Extracted text ->
Problems with the current odor direction. A quick switch in location incorporates data from the old direction, leading to an incorrect estimate.
However, the system as implemented in the model is extremely limited. It can’t truly triangulate to locate the odor, but can only improve the single direction. In the diagram above, the animal can only select one of the two vectors as an estimate. It can’t combine the two into a better estimate of the center. Also, in the diagram, the earlier estimate is no longer useful because the animal has moved.
Now, the issue might be purely in the simulation. If B.ip and Vdr (dorsal raphe serotonin) are calculating this kind of estimate, it’s likely their computation is better than the current simulation.
The selection is a trade off where a stronger gradient is likely a better estimate, but if the animal moves too far from the earlier sample, the old direction is no longer relevant. Since the animal lacks the sophistication of an allocentric map to resolve the discrepancy, it discards the old value.
The current implementation decays the old estimate to allow newer estimates to overwrite it even if the later gradient is weaker. Essentially the memory is like a leaky integrator, as is appropriate for placing it in the serotonin neurons and/or associate glia with short term (5s) memory as in simple zebrafish motor memory [Dragomir et al 2020].
Bayesian updates
In a future essay, it might be interesting to explore this issue to see if a simple Bayesian system could be implemented in low-complexity circuits, where stronger data would update the current model more than the current model.
Self motion and gradient vectors
When the animal is turning, the running average no longer represents a straight line. For the gradient vector, the system assumes the recent average was measured along the current head direction, but turns violate this assumption. To avoid miscalculating gradient vectors, the animal should suppress measurement during turns.

Data excerpts ->
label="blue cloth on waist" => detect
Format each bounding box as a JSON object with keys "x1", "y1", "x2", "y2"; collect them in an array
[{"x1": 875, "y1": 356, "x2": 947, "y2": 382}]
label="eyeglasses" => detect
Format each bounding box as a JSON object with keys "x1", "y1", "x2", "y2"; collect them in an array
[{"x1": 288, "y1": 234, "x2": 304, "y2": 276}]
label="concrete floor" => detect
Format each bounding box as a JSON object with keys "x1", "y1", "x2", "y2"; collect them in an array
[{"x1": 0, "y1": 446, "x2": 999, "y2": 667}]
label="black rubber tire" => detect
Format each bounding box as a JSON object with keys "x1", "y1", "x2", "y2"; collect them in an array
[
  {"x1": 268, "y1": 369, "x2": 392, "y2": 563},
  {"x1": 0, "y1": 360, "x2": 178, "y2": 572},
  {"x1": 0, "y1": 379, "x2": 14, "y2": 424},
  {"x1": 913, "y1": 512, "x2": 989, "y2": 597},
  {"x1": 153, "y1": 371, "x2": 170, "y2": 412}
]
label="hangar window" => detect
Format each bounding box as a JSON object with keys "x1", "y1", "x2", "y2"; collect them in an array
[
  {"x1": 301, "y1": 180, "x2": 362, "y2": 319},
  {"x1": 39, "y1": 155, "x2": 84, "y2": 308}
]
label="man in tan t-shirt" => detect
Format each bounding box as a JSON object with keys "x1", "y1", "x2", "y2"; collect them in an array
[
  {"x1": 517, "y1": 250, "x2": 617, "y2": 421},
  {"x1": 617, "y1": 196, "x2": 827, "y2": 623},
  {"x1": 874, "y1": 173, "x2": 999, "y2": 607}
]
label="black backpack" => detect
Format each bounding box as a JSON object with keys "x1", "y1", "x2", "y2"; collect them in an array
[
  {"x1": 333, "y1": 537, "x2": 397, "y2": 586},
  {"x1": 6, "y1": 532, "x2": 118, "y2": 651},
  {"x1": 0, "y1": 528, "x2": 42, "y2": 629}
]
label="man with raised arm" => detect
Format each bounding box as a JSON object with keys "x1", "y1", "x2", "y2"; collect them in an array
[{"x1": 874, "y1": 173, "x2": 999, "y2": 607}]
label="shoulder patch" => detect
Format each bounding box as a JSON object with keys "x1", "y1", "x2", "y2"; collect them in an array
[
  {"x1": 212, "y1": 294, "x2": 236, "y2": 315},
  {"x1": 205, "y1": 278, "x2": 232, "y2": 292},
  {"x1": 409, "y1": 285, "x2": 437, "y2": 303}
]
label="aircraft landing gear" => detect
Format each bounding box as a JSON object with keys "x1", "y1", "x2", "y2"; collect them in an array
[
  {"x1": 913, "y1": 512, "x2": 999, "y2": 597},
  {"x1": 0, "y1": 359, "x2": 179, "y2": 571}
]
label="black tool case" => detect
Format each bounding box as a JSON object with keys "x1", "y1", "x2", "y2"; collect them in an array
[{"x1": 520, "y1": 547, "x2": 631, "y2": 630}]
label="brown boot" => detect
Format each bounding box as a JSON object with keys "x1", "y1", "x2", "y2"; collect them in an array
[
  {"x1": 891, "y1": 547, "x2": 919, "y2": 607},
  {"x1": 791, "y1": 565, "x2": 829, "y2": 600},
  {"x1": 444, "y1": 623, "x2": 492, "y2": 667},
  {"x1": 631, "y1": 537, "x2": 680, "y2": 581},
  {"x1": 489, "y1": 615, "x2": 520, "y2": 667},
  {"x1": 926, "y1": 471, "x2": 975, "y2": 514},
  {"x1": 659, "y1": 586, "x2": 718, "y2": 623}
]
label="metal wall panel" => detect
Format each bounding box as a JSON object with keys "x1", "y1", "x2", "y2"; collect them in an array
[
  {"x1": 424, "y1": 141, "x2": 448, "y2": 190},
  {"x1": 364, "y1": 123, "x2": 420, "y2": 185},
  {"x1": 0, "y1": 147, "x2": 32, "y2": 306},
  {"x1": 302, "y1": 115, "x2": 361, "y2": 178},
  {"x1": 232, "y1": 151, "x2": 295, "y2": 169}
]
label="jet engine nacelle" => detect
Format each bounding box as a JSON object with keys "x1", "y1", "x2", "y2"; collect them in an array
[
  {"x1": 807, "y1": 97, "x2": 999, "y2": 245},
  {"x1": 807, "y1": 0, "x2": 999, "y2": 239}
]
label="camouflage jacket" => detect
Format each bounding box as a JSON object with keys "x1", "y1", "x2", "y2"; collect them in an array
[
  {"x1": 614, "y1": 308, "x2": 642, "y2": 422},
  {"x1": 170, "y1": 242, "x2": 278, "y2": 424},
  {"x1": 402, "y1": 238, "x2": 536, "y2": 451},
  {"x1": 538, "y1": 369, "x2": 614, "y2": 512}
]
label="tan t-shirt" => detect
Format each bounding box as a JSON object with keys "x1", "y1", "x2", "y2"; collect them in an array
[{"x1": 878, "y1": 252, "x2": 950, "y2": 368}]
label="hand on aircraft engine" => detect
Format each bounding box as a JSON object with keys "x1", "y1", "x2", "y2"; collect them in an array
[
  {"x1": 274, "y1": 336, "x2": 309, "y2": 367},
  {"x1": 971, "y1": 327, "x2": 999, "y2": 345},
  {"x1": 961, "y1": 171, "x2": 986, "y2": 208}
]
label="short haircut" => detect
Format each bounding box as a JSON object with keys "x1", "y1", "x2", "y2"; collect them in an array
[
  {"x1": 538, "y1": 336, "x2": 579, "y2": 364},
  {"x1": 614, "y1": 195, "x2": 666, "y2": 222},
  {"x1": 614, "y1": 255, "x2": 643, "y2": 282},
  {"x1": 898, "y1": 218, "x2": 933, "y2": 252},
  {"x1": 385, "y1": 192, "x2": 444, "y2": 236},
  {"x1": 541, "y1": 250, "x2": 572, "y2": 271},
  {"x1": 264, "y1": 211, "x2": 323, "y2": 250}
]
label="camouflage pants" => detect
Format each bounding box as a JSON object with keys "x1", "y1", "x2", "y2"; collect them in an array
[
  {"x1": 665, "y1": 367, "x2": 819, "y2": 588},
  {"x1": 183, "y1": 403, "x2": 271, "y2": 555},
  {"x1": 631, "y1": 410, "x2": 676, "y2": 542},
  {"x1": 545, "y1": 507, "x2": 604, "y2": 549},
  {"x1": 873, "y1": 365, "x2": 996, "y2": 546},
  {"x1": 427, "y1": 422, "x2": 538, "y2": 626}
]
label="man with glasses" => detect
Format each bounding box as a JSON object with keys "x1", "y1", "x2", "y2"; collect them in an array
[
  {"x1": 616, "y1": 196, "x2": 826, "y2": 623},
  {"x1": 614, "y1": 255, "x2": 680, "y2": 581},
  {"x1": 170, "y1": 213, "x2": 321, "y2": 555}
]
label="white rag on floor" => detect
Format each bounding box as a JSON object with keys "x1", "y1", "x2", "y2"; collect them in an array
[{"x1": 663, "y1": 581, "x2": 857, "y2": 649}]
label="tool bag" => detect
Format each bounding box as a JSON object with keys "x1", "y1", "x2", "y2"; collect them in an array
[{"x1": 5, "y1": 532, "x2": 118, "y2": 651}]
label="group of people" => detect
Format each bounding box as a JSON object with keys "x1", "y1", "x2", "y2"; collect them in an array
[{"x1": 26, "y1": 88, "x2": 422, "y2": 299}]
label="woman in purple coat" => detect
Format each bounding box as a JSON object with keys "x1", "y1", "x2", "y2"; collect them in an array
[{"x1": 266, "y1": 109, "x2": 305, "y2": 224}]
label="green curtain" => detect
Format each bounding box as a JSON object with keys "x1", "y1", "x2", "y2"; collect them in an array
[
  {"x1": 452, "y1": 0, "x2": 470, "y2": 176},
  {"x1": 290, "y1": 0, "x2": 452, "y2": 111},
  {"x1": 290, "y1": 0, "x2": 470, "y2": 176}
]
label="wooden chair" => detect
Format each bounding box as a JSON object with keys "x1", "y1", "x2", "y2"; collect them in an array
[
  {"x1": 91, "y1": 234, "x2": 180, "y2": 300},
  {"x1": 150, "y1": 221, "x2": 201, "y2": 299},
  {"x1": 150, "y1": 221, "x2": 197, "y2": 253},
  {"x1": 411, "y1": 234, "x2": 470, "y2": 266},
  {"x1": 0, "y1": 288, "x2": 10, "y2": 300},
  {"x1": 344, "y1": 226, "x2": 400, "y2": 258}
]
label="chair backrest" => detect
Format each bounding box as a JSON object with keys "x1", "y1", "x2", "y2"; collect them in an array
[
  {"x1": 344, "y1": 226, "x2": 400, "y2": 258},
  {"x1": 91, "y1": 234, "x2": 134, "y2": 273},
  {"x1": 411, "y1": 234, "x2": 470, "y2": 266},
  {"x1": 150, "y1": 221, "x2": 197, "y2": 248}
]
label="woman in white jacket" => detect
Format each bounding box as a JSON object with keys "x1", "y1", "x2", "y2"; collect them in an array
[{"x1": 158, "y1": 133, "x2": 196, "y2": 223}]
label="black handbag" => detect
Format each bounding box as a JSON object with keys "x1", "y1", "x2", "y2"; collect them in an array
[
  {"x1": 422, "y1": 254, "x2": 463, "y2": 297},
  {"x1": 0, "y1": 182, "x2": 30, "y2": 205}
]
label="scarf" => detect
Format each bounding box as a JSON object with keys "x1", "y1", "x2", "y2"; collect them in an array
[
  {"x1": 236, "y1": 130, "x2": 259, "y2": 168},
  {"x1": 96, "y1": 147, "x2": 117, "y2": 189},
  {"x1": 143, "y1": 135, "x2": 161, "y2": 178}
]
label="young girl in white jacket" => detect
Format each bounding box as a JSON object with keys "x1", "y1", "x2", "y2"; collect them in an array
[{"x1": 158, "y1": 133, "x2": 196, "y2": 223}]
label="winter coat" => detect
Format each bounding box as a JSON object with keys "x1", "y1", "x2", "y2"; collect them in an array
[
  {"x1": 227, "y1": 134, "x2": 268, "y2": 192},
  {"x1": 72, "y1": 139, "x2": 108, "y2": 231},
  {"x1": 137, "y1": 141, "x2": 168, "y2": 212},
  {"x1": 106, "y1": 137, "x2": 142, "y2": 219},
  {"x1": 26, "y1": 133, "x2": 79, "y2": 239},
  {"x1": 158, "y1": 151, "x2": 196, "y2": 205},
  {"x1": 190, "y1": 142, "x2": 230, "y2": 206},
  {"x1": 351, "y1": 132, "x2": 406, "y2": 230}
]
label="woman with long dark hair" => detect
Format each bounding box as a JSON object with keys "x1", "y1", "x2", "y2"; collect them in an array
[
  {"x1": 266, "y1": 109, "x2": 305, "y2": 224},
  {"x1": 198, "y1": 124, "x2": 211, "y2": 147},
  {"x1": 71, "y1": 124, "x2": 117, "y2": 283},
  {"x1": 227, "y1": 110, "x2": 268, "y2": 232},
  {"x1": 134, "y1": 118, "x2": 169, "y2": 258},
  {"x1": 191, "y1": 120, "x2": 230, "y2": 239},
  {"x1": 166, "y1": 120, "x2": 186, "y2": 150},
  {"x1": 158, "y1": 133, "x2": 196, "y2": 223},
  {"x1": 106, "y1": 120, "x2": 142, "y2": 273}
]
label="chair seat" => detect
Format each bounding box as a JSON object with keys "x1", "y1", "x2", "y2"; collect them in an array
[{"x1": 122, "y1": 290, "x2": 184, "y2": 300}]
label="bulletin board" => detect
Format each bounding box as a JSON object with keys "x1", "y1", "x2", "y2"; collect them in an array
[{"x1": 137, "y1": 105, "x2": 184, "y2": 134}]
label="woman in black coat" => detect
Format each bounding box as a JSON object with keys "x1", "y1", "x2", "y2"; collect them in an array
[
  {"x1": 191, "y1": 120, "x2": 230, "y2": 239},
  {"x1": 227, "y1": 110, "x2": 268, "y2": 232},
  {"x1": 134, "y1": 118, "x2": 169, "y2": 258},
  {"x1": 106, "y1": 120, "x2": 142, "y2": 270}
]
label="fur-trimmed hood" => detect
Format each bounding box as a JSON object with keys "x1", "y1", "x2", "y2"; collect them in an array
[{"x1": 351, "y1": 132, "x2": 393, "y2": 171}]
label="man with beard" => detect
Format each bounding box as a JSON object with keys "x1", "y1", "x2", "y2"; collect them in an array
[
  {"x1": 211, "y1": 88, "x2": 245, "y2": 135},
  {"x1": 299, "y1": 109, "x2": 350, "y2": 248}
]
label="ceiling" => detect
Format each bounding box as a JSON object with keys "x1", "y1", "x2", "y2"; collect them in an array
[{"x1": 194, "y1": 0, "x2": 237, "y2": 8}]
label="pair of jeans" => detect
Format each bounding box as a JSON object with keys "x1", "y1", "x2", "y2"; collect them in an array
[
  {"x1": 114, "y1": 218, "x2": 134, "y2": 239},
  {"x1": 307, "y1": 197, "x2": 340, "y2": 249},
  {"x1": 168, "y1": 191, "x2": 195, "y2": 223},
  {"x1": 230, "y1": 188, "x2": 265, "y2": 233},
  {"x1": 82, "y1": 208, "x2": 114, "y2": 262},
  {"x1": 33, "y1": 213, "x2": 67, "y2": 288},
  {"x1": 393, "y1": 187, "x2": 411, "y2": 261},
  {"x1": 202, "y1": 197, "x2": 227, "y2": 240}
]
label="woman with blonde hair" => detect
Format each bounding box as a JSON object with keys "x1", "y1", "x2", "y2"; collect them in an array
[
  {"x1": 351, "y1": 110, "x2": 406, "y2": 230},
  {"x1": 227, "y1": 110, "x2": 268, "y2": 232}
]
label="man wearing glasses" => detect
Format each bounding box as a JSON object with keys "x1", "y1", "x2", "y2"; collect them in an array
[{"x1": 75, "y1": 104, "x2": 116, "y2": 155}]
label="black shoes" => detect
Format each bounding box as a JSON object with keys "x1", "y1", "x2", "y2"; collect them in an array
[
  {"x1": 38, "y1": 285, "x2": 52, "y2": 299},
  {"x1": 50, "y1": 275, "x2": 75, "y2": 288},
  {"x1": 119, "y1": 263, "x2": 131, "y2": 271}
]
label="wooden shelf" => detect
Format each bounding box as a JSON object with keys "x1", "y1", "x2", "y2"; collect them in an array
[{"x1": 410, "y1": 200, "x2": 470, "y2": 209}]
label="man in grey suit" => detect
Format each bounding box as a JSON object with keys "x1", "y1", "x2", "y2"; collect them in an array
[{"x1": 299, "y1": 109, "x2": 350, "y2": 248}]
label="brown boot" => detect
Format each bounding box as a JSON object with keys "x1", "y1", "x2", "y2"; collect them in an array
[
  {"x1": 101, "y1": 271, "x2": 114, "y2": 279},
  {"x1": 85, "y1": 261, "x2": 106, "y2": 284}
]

Activity A ->
Do the following statements agree with the odor-direction text? For each, answer yes or no and quote the text's deciding words.
(i) The model can combine two vectors into a better estimate of the center.
(ii) The current implementation decays the old estimate so that newer estimates can overwrite it even when the later gradient is weaker.
(iii) The animal uses an allocentric map to resolve the discrepancy between old and new directions.
Activity B -> Reproduce word for word the part of the odor-direction text starting at "The selection is" and ending at "et al 2020].".

Result A ->
(i) No: "It can’t combine the two into a better estimate of the center."
(ii) Yes: "The current implementation decays the old estimate to allow newer estimates to overwrite it even if the later gradient is weaker."
(iii) No: "Since the animal lacks the sophistication of an allocentric map to resolve the discrepancy, it discards the old value."

Result B ->
The selection is a trade off where a stronger gradient is likely a better estimate, but if the animal moves too far from the earlier sample, the old direction is no longer relevant. Since the animal lacks the sophistication of an allocentric map to resolve the discrepancy, it discards the old value.
The current implementation decays the old estimate to allow newer estimates to overwrite it even if the later gradient is weaker. Essentially the memory is like a leaky integrator, as is appropriate for placing it in the serotonin neurons and/or associate glia with short term (5s) memory as in simple zebrafish motor memory [Dragomir et al 2020].